━━━━━ Given entries ━━━━━

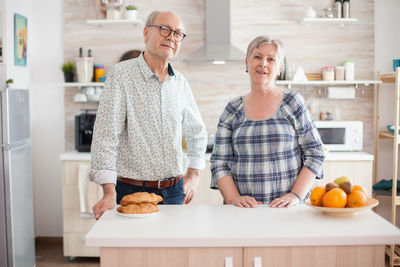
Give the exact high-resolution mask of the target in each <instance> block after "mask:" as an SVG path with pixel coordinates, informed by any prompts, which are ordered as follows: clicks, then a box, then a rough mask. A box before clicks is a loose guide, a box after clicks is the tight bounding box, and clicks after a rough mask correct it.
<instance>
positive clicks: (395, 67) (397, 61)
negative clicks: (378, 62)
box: [393, 59, 400, 71]
mask: <svg viewBox="0 0 400 267" xmlns="http://www.w3.org/2000/svg"><path fill="white" fill-rule="evenodd" d="M398 67H400V59H393V71H396V68H398Z"/></svg>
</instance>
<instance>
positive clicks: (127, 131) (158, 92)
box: [89, 11, 207, 219]
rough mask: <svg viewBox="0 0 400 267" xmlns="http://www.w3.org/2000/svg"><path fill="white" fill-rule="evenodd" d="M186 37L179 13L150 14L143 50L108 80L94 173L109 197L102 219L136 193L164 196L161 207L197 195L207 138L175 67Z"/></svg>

━━━━━

→ **Directions**
Render the lines above as a numbered list, starting at the line that contains "</instance>" and ending at the last line of the records, both included, with any blank lines omitted.

→ **The completed task**
1. </instance>
2. <instance>
3. positive clicks: (127, 131) (158, 92)
4. box: [89, 11, 207, 219]
5. rough mask: <svg viewBox="0 0 400 267" xmlns="http://www.w3.org/2000/svg"><path fill="white" fill-rule="evenodd" d="M186 37L179 13L150 14L143 50L108 80L94 173L109 197L102 219L136 193L164 196L161 207L197 195L207 138L175 67Z"/></svg>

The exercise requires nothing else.